EXERCISE GOAL
Every record must be repeated exactly, with no omission.

■ ■ ■ ■ ■ ■ ■

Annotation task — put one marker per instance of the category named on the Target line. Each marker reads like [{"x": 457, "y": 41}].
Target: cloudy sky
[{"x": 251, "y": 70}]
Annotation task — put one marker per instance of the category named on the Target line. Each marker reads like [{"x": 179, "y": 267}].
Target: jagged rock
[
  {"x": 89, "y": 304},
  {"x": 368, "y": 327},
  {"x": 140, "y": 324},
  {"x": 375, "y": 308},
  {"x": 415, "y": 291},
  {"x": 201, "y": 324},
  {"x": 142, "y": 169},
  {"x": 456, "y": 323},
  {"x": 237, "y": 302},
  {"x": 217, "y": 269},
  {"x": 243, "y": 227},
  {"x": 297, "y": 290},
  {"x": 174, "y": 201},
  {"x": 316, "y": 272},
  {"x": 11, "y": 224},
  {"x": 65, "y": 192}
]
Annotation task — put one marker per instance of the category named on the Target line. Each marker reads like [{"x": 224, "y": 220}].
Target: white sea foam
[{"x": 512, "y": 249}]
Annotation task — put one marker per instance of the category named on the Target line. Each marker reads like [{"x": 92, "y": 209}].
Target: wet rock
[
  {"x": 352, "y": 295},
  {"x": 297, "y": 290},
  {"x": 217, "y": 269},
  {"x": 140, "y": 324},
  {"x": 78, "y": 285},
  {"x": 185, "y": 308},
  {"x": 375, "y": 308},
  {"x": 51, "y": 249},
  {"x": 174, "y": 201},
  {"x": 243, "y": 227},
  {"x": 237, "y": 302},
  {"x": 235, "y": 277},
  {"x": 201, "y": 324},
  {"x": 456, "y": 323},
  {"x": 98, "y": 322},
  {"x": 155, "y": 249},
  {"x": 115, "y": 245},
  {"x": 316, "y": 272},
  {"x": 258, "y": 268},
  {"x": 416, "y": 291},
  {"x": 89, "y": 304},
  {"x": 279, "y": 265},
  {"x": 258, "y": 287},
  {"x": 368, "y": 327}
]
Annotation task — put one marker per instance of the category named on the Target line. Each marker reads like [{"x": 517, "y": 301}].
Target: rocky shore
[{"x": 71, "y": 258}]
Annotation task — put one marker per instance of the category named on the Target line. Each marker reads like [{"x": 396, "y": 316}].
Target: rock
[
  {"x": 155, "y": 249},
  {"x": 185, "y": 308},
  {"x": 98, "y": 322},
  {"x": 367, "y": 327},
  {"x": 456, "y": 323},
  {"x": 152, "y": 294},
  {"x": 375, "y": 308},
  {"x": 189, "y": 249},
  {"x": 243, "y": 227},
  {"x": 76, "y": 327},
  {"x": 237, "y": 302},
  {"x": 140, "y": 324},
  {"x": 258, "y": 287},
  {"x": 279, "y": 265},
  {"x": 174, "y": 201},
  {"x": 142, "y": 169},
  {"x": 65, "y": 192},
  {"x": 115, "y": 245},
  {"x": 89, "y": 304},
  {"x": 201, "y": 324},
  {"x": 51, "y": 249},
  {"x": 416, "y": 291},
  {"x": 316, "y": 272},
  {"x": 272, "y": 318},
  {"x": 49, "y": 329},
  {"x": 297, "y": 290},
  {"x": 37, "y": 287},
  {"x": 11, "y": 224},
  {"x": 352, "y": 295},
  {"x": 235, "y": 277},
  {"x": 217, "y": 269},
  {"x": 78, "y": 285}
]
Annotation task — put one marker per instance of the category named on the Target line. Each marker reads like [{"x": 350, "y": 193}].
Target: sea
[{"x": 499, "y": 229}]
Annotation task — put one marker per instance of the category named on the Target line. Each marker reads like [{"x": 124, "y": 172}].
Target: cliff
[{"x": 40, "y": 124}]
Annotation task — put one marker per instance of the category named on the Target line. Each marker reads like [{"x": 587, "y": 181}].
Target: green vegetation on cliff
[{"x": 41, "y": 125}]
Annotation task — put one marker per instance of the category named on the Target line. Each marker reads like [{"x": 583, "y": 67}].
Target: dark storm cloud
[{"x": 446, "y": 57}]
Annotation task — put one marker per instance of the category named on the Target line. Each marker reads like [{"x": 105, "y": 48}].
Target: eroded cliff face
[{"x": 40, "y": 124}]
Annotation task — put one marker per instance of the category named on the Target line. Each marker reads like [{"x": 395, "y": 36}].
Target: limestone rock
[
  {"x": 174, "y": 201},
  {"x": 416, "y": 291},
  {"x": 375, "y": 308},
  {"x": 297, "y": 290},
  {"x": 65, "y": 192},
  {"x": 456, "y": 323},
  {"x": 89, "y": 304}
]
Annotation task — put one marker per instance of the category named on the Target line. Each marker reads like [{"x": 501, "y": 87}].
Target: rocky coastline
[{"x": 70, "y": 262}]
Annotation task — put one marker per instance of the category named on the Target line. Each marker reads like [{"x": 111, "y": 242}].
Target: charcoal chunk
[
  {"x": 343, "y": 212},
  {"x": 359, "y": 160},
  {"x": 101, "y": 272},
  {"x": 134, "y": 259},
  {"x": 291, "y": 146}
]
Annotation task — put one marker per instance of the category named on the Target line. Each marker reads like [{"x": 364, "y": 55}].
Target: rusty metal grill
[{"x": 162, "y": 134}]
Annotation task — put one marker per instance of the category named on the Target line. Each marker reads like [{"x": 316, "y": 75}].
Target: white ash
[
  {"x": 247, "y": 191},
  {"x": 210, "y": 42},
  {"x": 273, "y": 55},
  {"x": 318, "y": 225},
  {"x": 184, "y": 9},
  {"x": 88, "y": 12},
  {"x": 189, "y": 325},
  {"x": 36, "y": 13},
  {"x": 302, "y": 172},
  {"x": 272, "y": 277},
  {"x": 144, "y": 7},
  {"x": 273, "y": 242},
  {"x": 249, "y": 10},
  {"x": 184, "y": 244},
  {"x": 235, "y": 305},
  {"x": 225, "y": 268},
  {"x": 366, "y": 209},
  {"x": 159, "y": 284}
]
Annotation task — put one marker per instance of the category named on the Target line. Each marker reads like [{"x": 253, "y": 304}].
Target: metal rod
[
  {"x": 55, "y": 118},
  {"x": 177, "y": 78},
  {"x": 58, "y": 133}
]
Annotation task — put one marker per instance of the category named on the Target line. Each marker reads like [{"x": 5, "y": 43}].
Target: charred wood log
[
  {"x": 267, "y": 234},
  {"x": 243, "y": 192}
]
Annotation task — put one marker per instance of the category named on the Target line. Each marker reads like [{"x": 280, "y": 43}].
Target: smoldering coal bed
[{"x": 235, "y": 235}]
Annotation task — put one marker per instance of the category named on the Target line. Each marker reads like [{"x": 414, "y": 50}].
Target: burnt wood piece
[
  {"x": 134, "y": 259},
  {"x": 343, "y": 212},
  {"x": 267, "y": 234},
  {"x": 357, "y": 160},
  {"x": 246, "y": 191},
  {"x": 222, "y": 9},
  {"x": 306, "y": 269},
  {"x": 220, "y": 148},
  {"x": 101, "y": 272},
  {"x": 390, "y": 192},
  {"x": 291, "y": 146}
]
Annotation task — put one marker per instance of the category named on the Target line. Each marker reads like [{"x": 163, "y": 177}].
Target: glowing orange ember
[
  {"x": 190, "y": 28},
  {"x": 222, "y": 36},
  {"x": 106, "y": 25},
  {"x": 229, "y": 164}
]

■ ■ ■ ■ ■ ■ ■

RESULT BELOW
Annotation task — put one marker per instance of the category named on the Target line. Each marker reads like [{"x": 457, "y": 41}].
Target: cloudy sky
[{"x": 251, "y": 70}]
Annotation task — put one marker per instance of the category named on the Target line. Each marker reads like [{"x": 179, "y": 267}].
Target: jagged rock
[
  {"x": 89, "y": 304},
  {"x": 368, "y": 327},
  {"x": 140, "y": 324},
  {"x": 375, "y": 308},
  {"x": 415, "y": 291},
  {"x": 201, "y": 324},
  {"x": 142, "y": 169},
  {"x": 456, "y": 323},
  {"x": 237, "y": 302},
  {"x": 217, "y": 269},
  {"x": 243, "y": 227},
  {"x": 297, "y": 290},
  {"x": 174, "y": 201},
  {"x": 316, "y": 272},
  {"x": 11, "y": 224},
  {"x": 65, "y": 192}
]
Annotation task — put one marker per instance of the category named on the Target line. Each marker reads like [{"x": 224, "y": 220}].
Target: white sea foam
[{"x": 512, "y": 249}]
Annotation task — put one marker per instance of the category named on the Target line. Each marker reads like [{"x": 92, "y": 209}].
Target: wet rock
[
  {"x": 352, "y": 295},
  {"x": 297, "y": 290},
  {"x": 217, "y": 269},
  {"x": 140, "y": 324},
  {"x": 78, "y": 285},
  {"x": 185, "y": 308},
  {"x": 375, "y": 308},
  {"x": 51, "y": 249},
  {"x": 174, "y": 201},
  {"x": 243, "y": 227},
  {"x": 237, "y": 302},
  {"x": 235, "y": 277},
  {"x": 201, "y": 324},
  {"x": 456, "y": 323},
  {"x": 98, "y": 322},
  {"x": 155, "y": 249},
  {"x": 115, "y": 245},
  {"x": 316, "y": 272},
  {"x": 258, "y": 268},
  {"x": 416, "y": 291},
  {"x": 89, "y": 304},
  {"x": 279, "y": 265},
  {"x": 258, "y": 287},
  {"x": 368, "y": 327}
]
Annotation task — put one marker per instance of the category named on the Target line. Each marker reads like [{"x": 517, "y": 301}].
Target: rocky shore
[{"x": 71, "y": 258}]
Annotation task — put one marker per instance of the category named on the Target line. Each marker reads like [{"x": 396, "y": 316}].
Target: rock
[
  {"x": 155, "y": 249},
  {"x": 185, "y": 308},
  {"x": 98, "y": 322},
  {"x": 367, "y": 327},
  {"x": 456, "y": 323},
  {"x": 152, "y": 294},
  {"x": 375, "y": 308},
  {"x": 189, "y": 249},
  {"x": 243, "y": 227},
  {"x": 76, "y": 327},
  {"x": 237, "y": 302},
  {"x": 140, "y": 324},
  {"x": 258, "y": 287},
  {"x": 279, "y": 265},
  {"x": 174, "y": 201},
  {"x": 142, "y": 169},
  {"x": 65, "y": 192},
  {"x": 115, "y": 245},
  {"x": 89, "y": 304},
  {"x": 201, "y": 324},
  {"x": 51, "y": 249},
  {"x": 416, "y": 291},
  {"x": 316, "y": 272},
  {"x": 272, "y": 318},
  {"x": 49, "y": 329},
  {"x": 297, "y": 290},
  {"x": 37, "y": 287},
  {"x": 11, "y": 224},
  {"x": 352, "y": 295},
  {"x": 235, "y": 277},
  {"x": 217, "y": 269},
  {"x": 78, "y": 285}
]
Annotation task — put one marker per instance of the category named on the Target line. Each marker reads like [{"x": 350, "y": 193}].
Target: sea
[{"x": 499, "y": 229}]
Annotation task — put one marker per instance of the category named on the Target line. Each marker reads like [{"x": 124, "y": 172}].
Target: cliff
[{"x": 40, "y": 124}]
Annotation task — put one marker per instance of the category named on the Target line. Each marker reads like [{"x": 587, "y": 181}].
Target: green vegetation on cliff
[{"x": 41, "y": 125}]
Annotation task — put one marker per instance of the category named on the Target line. Each marker reads like [{"x": 583, "y": 67}].
Target: dark storm cloud
[{"x": 446, "y": 57}]
Annotation task — put one marker per instance of the category named on the Target line. Each marker reads like [{"x": 105, "y": 48}].
Target: eroded cliff face
[{"x": 40, "y": 124}]
Annotation task — put one marker per instance of the category named on the Target line. Each marker reads like [{"x": 395, "y": 36}].
Target: limestone rock
[
  {"x": 174, "y": 201},
  {"x": 416, "y": 291},
  {"x": 375, "y": 308},
  {"x": 297, "y": 290},
  {"x": 65, "y": 192},
  {"x": 456, "y": 323},
  {"x": 89, "y": 304}
]
Annotation task — put one marker per instance of the category named on the Target line. Each marker reads like [{"x": 501, "y": 87}].
Target: rocky coastline
[{"x": 70, "y": 262}]
Annotation task — put one marker per instance of the category named on the Target line. Each marker reads like [{"x": 111, "y": 242}].
Target: charcoal chunk
[
  {"x": 343, "y": 212},
  {"x": 359, "y": 160},
  {"x": 101, "y": 272},
  {"x": 134, "y": 259},
  {"x": 291, "y": 146}
]
Annotation task — put one marker per instance of the category named on the Target line. Each marker reads like [{"x": 364, "y": 55}].
Target: rusty metal grill
[{"x": 162, "y": 134}]
Annotation task — put one marker per instance of the category named on the Target line. Each marker reads like [{"x": 316, "y": 75}].
Target: white ash
[
  {"x": 247, "y": 191},
  {"x": 210, "y": 42},
  {"x": 273, "y": 55},
  {"x": 318, "y": 225},
  {"x": 184, "y": 9},
  {"x": 88, "y": 12},
  {"x": 189, "y": 325},
  {"x": 36, "y": 13},
  {"x": 302, "y": 172},
  {"x": 272, "y": 277},
  {"x": 144, "y": 7},
  {"x": 273, "y": 242},
  {"x": 249, "y": 10},
  {"x": 184, "y": 244},
  {"x": 235, "y": 305},
  {"x": 225, "y": 268},
  {"x": 366, "y": 209},
  {"x": 159, "y": 284}
]
Annotation task — put one marker per instance of the category named on the Target line. Each marker reads like [{"x": 253, "y": 304}].
Target: metal rod
[
  {"x": 55, "y": 118},
  {"x": 177, "y": 78},
  {"x": 58, "y": 133}
]
Annotation task — put one marker per instance of the category named on the Target line. Each marker reads like [{"x": 5, "y": 43}].
Target: charred wood log
[
  {"x": 267, "y": 234},
  {"x": 243, "y": 192}
]
Annotation task — put one marker per instance of the category named on the Target line. Each marker reads like [{"x": 280, "y": 43}].
Target: smoldering coal bed
[{"x": 235, "y": 235}]
Annotation task — put one marker per instance of the category named on the Target line. Each marker reads like [{"x": 414, "y": 50}].
Target: burnt wood piece
[
  {"x": 134, "y": 259},
  {"x": 343, "y": 212},
  {"x": 267, "y": 234},
  {"x": 357, "y": 160},
  {"x": 246, "y": 191},
  {"x": 222, "y": 9},
  {"x": 306, "y": 269},
  {"x": 220, "y": 148},
  {"x": 101, "y": 272},
  {"x": 390, "y": 192},
  {"x": 291, "y": 146}
]
Annotation task — put one marker per instance of the category named on the Target line. Each marker reads like [{"x": 163, "y": 177}].
Target: glowing orange ember
[
  {"x": 190, "y": 28},
  {"x": 222, "y": 36},
  {"x": 106, "y": 25},
  {"x": 229, "y": 164}
]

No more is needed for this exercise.